Lay out the lines of the records below, starting with the line that contains "request: segment every instance of the white" and going on through the line that contains "[[[140,0],[85,0],[75,32],[71,69],[99,55],[131,60]]]", as a Markdown table with the columns Row and Line. Number the rows, leave out any blank lines, and include no other lines.
☆ ☆ ☆ ☆ ☆
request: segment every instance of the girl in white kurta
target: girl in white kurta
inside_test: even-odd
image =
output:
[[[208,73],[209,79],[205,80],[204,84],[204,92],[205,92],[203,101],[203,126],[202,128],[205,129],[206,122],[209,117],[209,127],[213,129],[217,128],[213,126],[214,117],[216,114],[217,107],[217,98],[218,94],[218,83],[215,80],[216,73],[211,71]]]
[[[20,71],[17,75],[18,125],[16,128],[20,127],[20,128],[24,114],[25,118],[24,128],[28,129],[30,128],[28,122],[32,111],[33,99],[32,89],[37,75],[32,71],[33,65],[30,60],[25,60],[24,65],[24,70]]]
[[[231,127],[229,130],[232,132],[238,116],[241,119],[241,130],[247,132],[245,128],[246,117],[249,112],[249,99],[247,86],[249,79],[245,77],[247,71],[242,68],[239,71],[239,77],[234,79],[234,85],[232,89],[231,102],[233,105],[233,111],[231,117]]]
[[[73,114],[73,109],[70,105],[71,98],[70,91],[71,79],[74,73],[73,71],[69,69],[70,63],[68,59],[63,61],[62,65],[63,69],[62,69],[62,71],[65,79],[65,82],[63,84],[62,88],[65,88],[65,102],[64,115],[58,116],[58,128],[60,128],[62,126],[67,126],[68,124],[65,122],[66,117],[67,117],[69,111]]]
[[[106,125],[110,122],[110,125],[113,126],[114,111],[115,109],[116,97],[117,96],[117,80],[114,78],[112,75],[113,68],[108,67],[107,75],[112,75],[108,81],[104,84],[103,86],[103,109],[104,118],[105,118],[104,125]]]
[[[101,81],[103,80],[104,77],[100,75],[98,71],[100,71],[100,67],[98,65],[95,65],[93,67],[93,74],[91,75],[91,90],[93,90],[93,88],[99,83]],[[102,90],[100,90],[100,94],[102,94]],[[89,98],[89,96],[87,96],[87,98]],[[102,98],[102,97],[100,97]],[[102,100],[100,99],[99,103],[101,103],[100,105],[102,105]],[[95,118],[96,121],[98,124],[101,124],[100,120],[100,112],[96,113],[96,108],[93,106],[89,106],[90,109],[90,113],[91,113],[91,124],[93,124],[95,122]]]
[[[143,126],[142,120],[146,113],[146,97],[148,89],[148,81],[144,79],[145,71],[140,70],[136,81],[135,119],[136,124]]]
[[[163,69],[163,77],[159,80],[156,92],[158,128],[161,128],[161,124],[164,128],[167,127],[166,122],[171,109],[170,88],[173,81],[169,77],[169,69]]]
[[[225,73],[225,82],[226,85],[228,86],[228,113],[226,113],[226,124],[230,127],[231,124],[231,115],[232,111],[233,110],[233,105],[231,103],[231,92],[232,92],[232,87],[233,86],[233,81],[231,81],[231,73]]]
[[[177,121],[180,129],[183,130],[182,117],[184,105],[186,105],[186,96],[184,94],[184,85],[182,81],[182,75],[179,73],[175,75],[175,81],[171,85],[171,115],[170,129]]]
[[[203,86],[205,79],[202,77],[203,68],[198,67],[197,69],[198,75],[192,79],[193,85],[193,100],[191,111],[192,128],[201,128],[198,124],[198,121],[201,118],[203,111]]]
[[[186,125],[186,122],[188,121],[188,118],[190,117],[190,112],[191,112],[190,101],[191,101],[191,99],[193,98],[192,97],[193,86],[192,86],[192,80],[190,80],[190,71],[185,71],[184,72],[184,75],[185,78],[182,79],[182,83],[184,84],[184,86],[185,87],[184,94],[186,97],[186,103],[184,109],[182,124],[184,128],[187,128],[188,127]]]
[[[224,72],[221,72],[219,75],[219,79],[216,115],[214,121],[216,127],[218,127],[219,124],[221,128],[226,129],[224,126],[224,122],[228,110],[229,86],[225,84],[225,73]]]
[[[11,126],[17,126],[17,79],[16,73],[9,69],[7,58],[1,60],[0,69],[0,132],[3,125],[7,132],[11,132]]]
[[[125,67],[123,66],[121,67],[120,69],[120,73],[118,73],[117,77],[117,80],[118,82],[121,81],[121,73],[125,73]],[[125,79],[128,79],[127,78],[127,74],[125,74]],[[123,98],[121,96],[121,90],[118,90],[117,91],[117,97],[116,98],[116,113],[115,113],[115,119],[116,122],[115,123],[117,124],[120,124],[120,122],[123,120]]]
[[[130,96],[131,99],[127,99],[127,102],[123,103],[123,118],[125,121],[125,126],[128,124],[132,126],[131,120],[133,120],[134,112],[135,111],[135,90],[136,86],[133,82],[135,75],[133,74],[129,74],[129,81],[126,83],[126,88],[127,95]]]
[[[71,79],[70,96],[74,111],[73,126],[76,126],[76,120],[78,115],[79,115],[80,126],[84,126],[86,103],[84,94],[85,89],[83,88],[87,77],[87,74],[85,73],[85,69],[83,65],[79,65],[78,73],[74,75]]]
☆ ☆ ☆ ☆ ☆
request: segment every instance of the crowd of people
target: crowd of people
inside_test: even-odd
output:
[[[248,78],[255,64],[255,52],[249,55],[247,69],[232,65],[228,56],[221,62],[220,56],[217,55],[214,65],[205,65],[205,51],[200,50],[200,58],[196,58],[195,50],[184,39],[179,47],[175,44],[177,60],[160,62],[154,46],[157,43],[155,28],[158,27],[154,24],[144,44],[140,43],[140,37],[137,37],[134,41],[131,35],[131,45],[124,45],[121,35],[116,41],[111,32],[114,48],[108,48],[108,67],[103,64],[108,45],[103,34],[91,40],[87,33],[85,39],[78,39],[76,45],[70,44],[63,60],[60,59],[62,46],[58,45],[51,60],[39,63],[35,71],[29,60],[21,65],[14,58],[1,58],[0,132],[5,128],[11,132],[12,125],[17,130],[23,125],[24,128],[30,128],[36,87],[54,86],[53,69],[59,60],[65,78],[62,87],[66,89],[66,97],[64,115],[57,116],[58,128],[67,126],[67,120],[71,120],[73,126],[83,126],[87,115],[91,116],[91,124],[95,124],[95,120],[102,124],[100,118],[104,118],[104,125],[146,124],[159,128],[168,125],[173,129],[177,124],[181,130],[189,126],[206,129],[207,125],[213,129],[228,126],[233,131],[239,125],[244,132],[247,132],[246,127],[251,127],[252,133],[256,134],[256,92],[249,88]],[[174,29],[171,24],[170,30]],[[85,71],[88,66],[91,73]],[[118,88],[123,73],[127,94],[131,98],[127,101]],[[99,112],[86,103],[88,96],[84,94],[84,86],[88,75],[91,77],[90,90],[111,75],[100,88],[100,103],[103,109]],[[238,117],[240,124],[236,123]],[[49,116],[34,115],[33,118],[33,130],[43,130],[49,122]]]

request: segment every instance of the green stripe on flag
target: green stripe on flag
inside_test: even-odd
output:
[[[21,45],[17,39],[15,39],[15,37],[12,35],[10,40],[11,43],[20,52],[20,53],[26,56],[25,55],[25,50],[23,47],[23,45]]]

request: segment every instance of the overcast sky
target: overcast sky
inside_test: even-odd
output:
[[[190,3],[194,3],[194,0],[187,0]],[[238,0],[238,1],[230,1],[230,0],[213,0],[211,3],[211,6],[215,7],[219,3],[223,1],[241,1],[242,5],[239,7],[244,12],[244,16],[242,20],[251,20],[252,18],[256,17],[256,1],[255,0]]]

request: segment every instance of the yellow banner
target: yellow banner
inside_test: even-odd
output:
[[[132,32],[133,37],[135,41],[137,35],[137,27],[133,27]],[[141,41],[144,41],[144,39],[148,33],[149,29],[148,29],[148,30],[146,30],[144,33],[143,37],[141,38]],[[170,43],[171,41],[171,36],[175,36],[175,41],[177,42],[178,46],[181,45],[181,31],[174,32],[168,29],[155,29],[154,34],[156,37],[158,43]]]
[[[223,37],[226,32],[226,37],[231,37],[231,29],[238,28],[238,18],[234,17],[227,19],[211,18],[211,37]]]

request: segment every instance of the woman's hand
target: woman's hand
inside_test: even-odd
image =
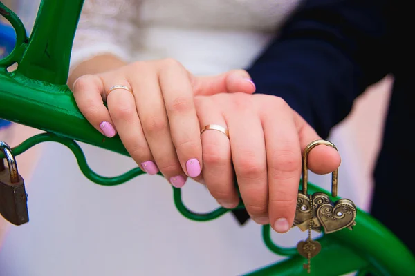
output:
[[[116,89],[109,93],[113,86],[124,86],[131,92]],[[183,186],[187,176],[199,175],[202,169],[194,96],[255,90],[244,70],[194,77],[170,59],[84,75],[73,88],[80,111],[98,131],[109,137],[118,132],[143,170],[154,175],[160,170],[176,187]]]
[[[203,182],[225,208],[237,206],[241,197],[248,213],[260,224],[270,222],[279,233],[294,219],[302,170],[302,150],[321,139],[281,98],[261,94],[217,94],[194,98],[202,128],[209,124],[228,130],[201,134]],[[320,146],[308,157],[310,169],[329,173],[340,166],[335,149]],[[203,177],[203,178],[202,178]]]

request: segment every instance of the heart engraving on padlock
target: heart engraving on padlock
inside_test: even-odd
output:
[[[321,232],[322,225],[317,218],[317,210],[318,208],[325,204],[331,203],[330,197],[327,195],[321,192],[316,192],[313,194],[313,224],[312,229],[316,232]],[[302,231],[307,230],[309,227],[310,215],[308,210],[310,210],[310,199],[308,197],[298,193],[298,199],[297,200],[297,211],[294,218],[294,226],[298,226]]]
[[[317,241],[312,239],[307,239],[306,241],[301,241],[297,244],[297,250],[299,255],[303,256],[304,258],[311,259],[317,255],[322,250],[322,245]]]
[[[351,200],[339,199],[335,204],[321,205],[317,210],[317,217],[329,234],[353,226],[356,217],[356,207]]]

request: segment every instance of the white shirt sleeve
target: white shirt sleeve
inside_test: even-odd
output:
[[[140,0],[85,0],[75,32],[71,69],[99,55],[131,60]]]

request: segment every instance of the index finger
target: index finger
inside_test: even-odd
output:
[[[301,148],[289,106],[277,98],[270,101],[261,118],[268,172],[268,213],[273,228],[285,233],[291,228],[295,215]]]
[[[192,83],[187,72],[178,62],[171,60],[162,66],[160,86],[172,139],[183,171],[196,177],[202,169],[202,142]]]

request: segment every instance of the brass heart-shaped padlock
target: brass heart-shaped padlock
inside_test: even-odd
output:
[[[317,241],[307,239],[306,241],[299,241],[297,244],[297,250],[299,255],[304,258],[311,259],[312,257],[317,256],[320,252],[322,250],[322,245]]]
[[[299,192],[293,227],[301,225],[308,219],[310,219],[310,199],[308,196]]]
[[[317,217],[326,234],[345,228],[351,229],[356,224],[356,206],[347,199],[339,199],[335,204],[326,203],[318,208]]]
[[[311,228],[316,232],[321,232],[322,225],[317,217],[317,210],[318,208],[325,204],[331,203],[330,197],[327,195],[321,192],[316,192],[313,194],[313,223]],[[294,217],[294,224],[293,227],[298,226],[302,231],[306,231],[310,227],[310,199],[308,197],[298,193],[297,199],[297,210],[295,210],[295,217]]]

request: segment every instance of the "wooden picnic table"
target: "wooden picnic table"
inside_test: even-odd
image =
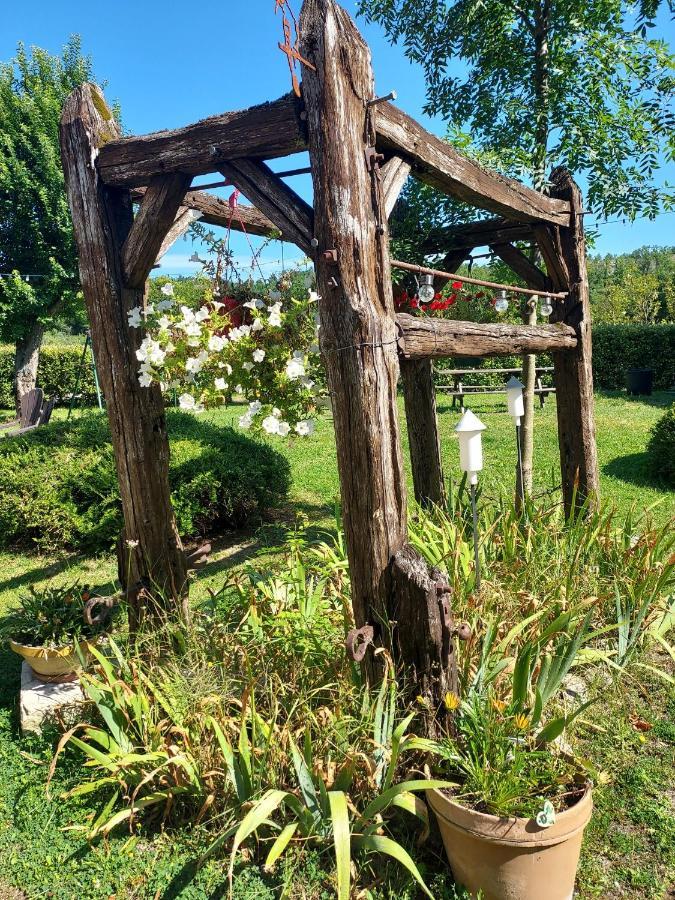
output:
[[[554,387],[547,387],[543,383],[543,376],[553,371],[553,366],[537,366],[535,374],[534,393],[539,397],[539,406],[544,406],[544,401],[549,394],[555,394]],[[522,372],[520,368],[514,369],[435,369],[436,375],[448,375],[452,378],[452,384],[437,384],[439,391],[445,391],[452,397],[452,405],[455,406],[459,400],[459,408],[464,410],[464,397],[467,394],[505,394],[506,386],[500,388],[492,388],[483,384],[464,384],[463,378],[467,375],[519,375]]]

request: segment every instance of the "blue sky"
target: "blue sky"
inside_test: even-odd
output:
☆ ☆ ☆ ☆ ☆
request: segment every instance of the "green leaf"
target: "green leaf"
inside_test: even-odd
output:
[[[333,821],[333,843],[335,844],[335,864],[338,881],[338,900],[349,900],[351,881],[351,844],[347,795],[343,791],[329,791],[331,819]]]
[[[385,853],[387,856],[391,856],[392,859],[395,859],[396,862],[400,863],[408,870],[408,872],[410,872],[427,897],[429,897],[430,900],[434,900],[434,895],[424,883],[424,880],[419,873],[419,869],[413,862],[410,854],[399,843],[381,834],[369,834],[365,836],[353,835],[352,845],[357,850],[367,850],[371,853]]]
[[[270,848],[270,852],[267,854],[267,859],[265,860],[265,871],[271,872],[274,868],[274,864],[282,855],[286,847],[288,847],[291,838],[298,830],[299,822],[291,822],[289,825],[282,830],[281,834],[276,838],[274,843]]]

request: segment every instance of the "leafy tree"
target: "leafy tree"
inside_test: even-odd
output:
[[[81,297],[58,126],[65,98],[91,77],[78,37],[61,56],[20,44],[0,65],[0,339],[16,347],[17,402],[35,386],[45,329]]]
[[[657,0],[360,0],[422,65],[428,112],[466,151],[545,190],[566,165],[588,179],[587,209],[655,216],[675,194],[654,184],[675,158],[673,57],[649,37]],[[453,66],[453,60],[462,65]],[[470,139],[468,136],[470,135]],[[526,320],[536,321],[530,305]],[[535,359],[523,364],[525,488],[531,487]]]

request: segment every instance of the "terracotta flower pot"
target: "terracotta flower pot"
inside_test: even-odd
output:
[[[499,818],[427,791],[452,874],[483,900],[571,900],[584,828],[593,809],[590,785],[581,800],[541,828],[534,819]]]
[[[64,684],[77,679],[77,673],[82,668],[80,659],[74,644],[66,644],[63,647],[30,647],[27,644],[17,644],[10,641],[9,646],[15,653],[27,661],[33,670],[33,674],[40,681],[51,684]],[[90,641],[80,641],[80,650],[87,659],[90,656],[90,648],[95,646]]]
☆ ☆ ☆ ☆ ☆
Answer to this task:
| Row | Line |
|---|---|
| 1 | request: segment every instance of the white shirt sleeve |
| 2 | target: white shirt sleeve |
| 3 | inside_test: even-odd |
| 4 | output: |
| 5 | [[[140,0],[85,0],[75,32],[71,69],[99,55],[131,60]]] |